-------- DATA ROWS --------
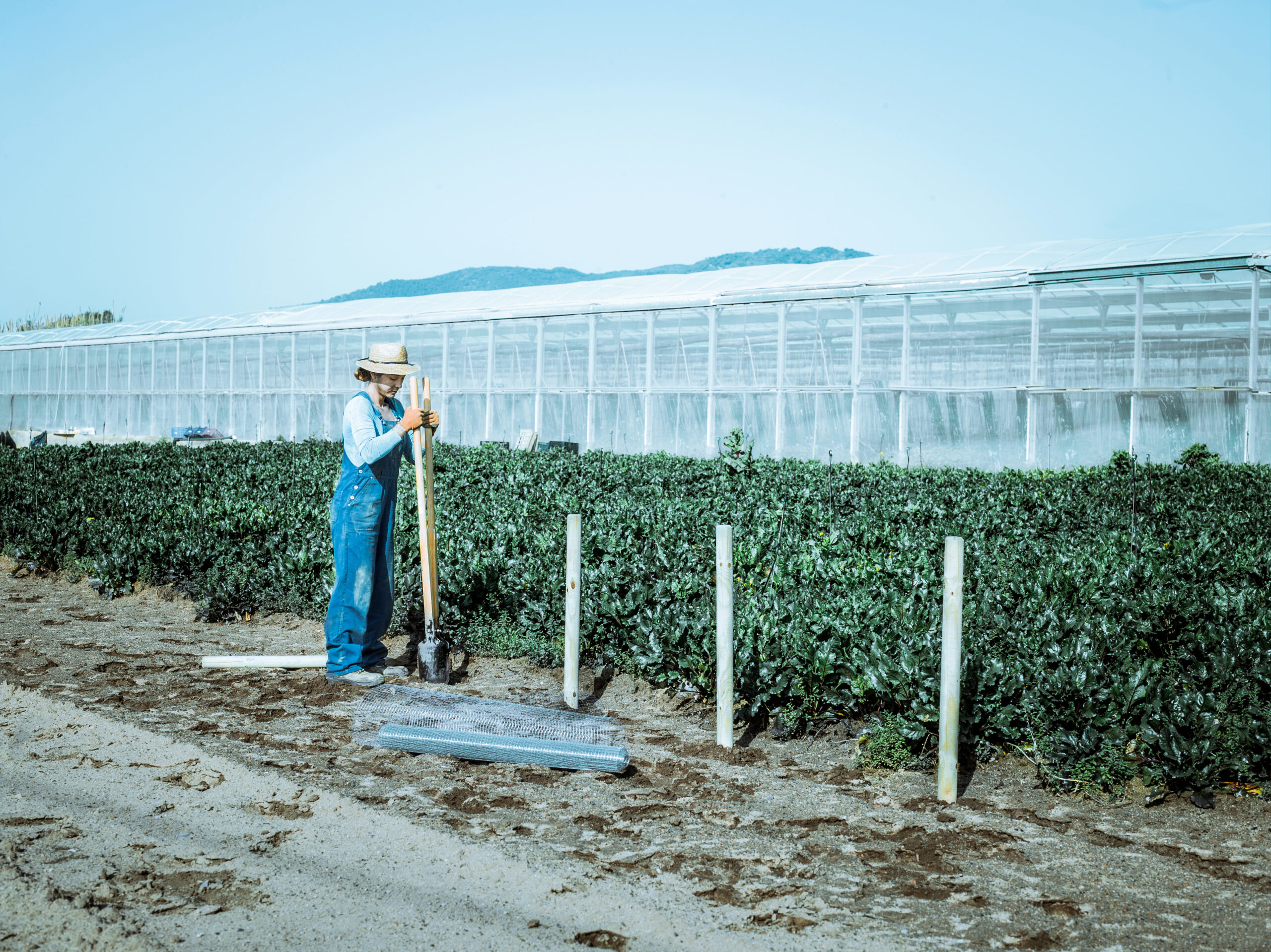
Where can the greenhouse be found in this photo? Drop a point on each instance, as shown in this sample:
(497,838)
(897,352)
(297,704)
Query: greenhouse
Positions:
(1049,355)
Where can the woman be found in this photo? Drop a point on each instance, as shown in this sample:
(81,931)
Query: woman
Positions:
(377,438)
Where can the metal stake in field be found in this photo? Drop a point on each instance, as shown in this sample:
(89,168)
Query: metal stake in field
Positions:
(951,669)
(572,597)
(434,652)
(723,636)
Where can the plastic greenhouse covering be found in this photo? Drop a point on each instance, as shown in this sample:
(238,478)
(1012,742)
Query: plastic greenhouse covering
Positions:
(1049,355)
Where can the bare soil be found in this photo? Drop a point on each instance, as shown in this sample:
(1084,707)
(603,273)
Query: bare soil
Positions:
(767,846)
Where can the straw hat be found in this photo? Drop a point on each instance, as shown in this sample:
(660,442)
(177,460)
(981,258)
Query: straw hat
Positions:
(388,359)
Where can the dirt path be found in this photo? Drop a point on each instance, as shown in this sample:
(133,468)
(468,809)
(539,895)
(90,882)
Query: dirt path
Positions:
(117,744)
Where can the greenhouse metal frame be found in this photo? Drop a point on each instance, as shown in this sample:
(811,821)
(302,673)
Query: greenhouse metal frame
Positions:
(1050,355)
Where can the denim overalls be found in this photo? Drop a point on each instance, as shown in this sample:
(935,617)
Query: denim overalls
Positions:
(361,532)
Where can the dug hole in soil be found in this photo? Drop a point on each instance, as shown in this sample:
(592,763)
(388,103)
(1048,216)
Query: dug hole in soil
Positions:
(153,804)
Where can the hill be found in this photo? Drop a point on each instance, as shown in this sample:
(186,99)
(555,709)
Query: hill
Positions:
(498,277)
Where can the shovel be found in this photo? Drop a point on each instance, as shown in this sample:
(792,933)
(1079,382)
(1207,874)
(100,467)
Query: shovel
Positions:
(434,651)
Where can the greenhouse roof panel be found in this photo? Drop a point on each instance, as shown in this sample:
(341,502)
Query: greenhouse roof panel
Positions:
(982,268)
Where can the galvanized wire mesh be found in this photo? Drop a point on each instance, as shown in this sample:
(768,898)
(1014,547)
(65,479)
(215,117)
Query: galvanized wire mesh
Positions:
(505,749)
(417,707)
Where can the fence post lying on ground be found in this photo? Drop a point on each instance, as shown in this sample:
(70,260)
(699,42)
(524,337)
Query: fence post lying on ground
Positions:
(572,585)
(951,669)
(723,636)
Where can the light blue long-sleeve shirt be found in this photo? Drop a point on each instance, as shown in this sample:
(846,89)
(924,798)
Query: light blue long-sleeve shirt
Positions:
(369,436)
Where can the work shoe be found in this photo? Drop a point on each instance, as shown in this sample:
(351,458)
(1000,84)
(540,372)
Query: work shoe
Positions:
(362,679)
(388,672)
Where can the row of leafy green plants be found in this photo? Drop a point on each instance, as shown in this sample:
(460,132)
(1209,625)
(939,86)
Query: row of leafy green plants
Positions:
(1115,617)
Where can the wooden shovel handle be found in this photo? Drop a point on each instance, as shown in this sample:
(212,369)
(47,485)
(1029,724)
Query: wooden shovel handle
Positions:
(427,563)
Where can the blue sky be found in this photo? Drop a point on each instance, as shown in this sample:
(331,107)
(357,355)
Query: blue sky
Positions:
(183,159)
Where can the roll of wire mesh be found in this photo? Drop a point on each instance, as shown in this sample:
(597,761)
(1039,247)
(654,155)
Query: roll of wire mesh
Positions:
(505,749)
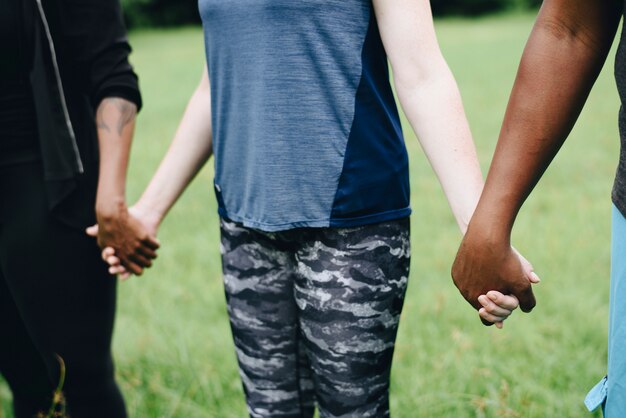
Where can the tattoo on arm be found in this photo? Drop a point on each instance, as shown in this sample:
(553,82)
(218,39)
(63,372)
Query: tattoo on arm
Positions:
(115,113)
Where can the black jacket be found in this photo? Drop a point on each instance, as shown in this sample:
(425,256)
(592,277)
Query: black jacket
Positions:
(80,56)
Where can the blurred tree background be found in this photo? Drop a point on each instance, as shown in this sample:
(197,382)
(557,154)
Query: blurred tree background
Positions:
(142,13)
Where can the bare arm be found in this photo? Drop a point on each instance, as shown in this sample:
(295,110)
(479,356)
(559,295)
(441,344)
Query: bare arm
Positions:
(189,151)
(115,119)
(431,100)
(563,57)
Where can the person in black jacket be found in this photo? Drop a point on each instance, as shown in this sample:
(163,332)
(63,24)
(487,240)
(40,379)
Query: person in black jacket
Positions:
(68,100)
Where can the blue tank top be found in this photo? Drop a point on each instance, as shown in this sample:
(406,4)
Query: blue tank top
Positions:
(306,132)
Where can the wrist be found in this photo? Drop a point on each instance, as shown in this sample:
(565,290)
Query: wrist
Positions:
(110,207)
(489,230)
(149,212)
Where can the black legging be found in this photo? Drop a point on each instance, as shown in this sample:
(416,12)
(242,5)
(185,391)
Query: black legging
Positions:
(56,297)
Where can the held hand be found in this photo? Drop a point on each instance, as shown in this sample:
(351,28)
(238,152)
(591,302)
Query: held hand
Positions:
(482,266)
(496,307)
(132,238)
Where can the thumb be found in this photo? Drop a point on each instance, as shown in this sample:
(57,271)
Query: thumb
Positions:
(92,231)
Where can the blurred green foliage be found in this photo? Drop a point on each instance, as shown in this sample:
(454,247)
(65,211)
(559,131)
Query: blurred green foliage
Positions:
(143,13)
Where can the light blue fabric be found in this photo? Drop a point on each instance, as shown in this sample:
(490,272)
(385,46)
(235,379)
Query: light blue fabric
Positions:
(610,393)
(287,78)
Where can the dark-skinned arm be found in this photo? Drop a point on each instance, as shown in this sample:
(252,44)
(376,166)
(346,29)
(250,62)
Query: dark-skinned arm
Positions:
(135,247)
(562,59)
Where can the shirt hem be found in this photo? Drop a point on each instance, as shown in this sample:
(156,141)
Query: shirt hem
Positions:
(319,223)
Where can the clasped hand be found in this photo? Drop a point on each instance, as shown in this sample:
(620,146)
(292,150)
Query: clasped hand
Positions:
(494,278)
(127,239)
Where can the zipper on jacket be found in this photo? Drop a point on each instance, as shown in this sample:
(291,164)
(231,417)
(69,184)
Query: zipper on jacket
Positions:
(57,73)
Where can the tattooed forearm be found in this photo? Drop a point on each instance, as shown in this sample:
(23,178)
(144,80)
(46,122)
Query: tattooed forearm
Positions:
(115,113)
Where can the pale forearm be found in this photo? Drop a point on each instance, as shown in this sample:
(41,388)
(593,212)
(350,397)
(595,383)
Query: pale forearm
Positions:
(435,111)
(189,151)
(115,120)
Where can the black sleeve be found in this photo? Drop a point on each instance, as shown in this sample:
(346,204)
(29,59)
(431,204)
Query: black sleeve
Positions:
(97,38)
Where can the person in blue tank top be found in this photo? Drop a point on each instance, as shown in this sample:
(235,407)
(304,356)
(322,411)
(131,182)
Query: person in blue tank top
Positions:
(311,178)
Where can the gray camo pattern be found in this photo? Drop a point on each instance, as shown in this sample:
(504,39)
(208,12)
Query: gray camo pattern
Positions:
(314,314)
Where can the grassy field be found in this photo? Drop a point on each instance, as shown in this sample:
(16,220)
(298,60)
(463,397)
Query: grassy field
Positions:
(172,343)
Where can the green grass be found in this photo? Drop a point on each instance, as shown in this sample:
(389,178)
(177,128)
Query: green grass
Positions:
(172,343)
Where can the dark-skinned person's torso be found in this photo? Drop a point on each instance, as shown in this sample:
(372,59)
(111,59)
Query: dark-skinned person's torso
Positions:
(18,132)
(58,59)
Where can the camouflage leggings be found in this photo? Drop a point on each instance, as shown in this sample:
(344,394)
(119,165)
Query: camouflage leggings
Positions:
(314,314)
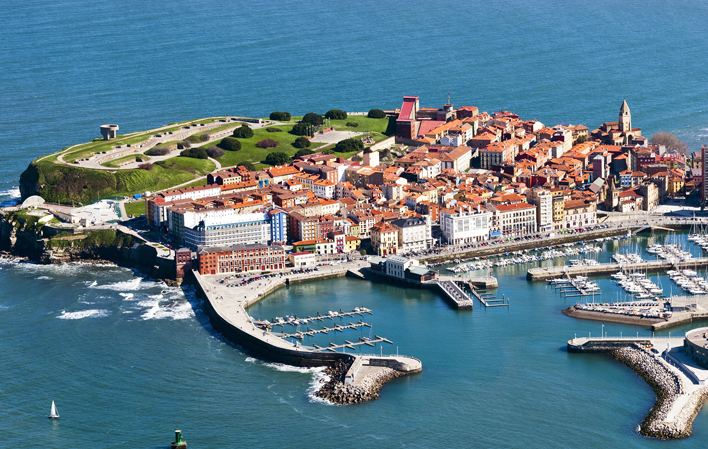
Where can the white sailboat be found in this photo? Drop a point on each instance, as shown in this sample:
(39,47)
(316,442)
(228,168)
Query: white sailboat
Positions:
(53,414)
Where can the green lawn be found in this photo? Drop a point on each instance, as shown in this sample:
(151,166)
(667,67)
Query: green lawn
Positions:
(115,163)
(251,153)
(137,208)
(198,167)
(201,182)
(377,125)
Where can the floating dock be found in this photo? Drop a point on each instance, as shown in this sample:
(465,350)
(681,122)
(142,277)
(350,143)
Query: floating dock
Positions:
(456,295)
(540,274)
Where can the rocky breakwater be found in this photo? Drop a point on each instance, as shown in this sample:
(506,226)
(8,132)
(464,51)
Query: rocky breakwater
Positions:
(336,390)
(672,415)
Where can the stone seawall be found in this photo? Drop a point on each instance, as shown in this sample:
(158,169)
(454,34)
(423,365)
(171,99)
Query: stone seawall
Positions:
(610,317)
(663,421)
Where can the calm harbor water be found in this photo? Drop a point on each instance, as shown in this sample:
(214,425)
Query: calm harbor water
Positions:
(128,360)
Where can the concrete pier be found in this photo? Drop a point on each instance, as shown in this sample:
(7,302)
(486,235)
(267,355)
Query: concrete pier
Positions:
(455,295)
(226,309)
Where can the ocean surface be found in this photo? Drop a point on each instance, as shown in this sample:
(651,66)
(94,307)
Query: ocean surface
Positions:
(127,360)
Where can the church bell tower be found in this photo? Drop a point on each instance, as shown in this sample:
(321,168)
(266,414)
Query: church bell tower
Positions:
(625,118)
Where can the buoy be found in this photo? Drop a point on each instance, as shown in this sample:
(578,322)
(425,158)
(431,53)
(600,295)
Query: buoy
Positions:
(178,443)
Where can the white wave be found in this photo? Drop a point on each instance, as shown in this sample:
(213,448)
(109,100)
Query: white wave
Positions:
(93,313)
(159,309)
(319,378)
(134,284)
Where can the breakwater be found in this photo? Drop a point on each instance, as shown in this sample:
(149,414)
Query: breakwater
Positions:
(672,415)
(597,315)
(678,398)
(227,314)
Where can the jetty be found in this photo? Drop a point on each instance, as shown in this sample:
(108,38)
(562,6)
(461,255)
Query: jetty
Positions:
(325,330)
(226,308)
(544,273)
(455,295)
(663,362)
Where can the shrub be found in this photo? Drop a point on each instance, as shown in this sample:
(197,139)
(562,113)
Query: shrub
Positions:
(267,143)
(313,119)
(376,113)
(280,116)
(230,144)
(195,153)
(302,142)
(301,129)
(244,132)
(277,158)
(336,114)
(302,153)
(158,151)
(215,152)
(247,165)
(349,145)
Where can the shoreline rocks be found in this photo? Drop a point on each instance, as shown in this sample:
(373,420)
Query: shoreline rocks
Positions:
(335,390)
(668,387)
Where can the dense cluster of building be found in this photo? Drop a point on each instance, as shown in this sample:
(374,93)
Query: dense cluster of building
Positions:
(532,179)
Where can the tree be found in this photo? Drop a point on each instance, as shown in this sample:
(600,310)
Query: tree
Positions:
(301,153)
(300,129)
(336,114)
(230,144)
(267,143)
(215,152)
(302,142)
(376,113)
(670,141)
(277,158)
(349,145)
(280,116)
(247,165)
(195,153)
(313,119)
(244,132)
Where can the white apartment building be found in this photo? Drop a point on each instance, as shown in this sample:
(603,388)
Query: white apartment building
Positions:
(510,220)
(396,266)
(414,234)
(465,226)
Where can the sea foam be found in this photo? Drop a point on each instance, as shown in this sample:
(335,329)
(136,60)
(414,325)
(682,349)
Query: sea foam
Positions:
(93,313)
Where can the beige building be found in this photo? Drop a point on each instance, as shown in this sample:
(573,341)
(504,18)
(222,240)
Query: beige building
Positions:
--------
WORK TO COMPLETE: Repeat only the lines running from the line that contains "Where can the shrub" through the last line above, inclusive.

FULL ANSWER:
Where can the shrub be found in this photo? Drop a point on each instance, as shown in this sample:
(197,139)
(562,113)
Query: shrub
Positions:
(267,143)
(313,119)
(376,113)
(280,116)
(230,144)
(195,153)
(302,142)
(301,129)
(244,132)
(277,158)
(336,114)
(302,153)
(158,151)
(215,152)
(247,165)
(349,145)
Where can the shoreline rocks be found in this photo? Drop a point on each instance, as shown in this sample:
(373,420)
Query: shoreline rocks
Positions:
(335,390)
(668,387)
Where can the dense cluster of building be found in this photo? Drop a point on each instance, as shown in this sample:
(374,93)
Query: dense cluster of building
Positions:
(532,179)
Where can the tree be found in this photo? Drop a point on each instance, as shown in this sample:
(600,310)
Query: tree
Positions:
(301,153)
(300,129)
(336,114)
(230,144)
(267,143)
(215,152)
(302,142)
(376,113)
(670,141)
(277,158)
(349,145)
(280,116)
(247,165)
(195,153)
(313,119)
(244,132)
Where can the white apartment building be found in this photo? Drop a point on each instance, as shown in this sample:
(603,388)
Query: white apartment building
Positions:
(510,220)
(396,266)
(414,234)
(465,226)
Where can the sea foam be found in this photo? Drop a point on each instance, as shown in this sample:
(335,329)
(136,60)
(414,325)
(682,349)
Query: sea foam
Positions:
(93,313)
Where can the beige building be found in this photo? Drop a point on each instance, as shown in this sample:
(573,341)
(504,18)
(222,240)
Query: beige building
Positions:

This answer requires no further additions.